**Segmento di testo:**
Come emblema dell’ingiustizia storica, lo sgombero è stato eseguito a beneficio del cittadino statunitense William Henry Fisher. Persino il rewe (luogo sacro usato per le cerimonie) fu lasciato nelle mani dello straniero.

Foto: Silvia Arnaldo

2025

In questa zona di Neuquén non si tratta di compagnie petrolifere (come succede a Vaca Muerta), né di compagnie minerarie. L’estrattivismo ha il volto (e un sacco di soldi) dei grandi sviluppi immobiliari. La comunità mapuche denuncia che a Villa La Angostura ci sono circa 40 agenti immobiliari collegati tra loro, che intrecciano trattative in cui si spartiscono la terra e che agiscono in coordinamento con il potere politico e giudiziario.

Nel 2004, questo gruppo ha portato alla compravendita di 100 ettari di terreno che non avrebbero dovuto essere venduti perché si trovavano sul territorio della comunità. Il cosiddetto “Fideicomiso Lago Correntoso” acquistò 87 ettari e l’allora stella dell’NBA (National Basketball Association) Emanuel Ginóbili i restanti tredici ettari. E scoppiò il conflitto.

La comunità Paichil Antriao, in un documento distribuito lo stesso giorno del Nor Feleal (8 dicembre), ha spiegato che il termine “estrattivismo immobiliare” è recente, ma che si tratta di una pratica che fermenta da anni. “I nostri nonni sono stati truffati da ‘investitori’ che sono venuti in paese con idee e forme di progresso molto diverse da quelle che avevano da queste parti”, hanno denunciato. E qui sta una delle ragioni per cui, attraverso atti notarili dubbiosi e firme con il pollice, si sono appropriati dei 500 ettari che oggi fanno parte dell’area municipale di Villa La Angostura.

**Obiettivo A:** Secondo il testo sull'estrattivismo immobiliare a Villa La Angostura, quanti ettari acquistò il "Fideicomiso Lago Correntoso" nel 2004?
**Obiettivo B:** Riprendi il testo sull'estrattivismo immobiliare a Villa La Angostura e proseguilo a partire dalla sua ultima frase.

**Dati registrati:**
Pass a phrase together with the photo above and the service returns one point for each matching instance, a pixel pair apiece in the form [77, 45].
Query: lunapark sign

**Risultato A:** 87 ettari.

**Risultato B:**
Sostengono che durante la dittatura civile-militare, il ruolo del sindaco, José Salamida, è stato fondamentale. “Il sindaco de facto si appropriò della terra della comunità. Mantenne don José Paichil in condizioni di schiavitù, gli diede gli scarti di cibo e con questo costrinse il vecchio Paichil a firmare la consegna della terra, facendogliela firmare con l’impronta del pollice”. Questo è spiegato nell’indagine territoriale della legge 26.160”, denuncia Lorenzo Loncón, werken (portavoce) della comunità.

Un altro punto di svolta è arrivato nel 2012, con l’eruzione del vulcano Puyehue, quando il potere politico locale ha modificato il Codice di pianificazione urbana e ha permesso un nuovo business. Loncón spiega che questo ha permesso di costruire in aree fino ad allora vietate. “È stato un grande affare per le società immobiliari”, dice il werken.

Foto: Silvia Arnaldo

Nor Feleal: una giornata all’insegna della giustizia

Erano presenti circa 150 persone. C’erano persone di tutte le età e di varie affiliazioni politiche e organizzazioni sociali. I più identificabili, ovviamente, sono i membri del popolo mapuche. Sono loro i padroni di casa e si occupano di tutti i dettagli, da dove lasciare i veicoli, a dove prendere l’acqua calda per il mate, a come organizzarsi per rispettare gli orari di una giornata che si concluderà solo nel pomeriggio, nel centro della città.

L’attività inizia con una Wixa Xipan (una cerimonia mapuche che implica accoglienza, riconoscimento, gratitudine e forza per ciò che verrà). Si chiede alle persone di formarsi a coppie (la dualità attraversa la cultura mapuche), per cui si crea un’ampia linea doppia. Vengono suonati i kulxug (piccoli tamburi di legno e pelle, tenuti in una mano, strumento musicale sacro dei Mapuche) e gli xuxuka, strumenti a fiato, una sorta di sottili cannelle arrotolate a forma di grande anello con piccole corna a un’estremità. Al centro della scena c’è un rewe (luogo cerimoniale sacro), dove bruciano dei tronchi per alimentare la fiamma durante il giorno.

È presente l’abbigliamento tradizionale mapuche. Gli uomini indossano i poncho fatti al telaio (makuñ kvpan) e fasce (xarilogko). Le donne indossano abiti neri e blu (kvpan), orecchini (caway) e ornamenti circolari uniti da una fascia legata intorno alla fronte (xarilogko). Si suona il kulxug.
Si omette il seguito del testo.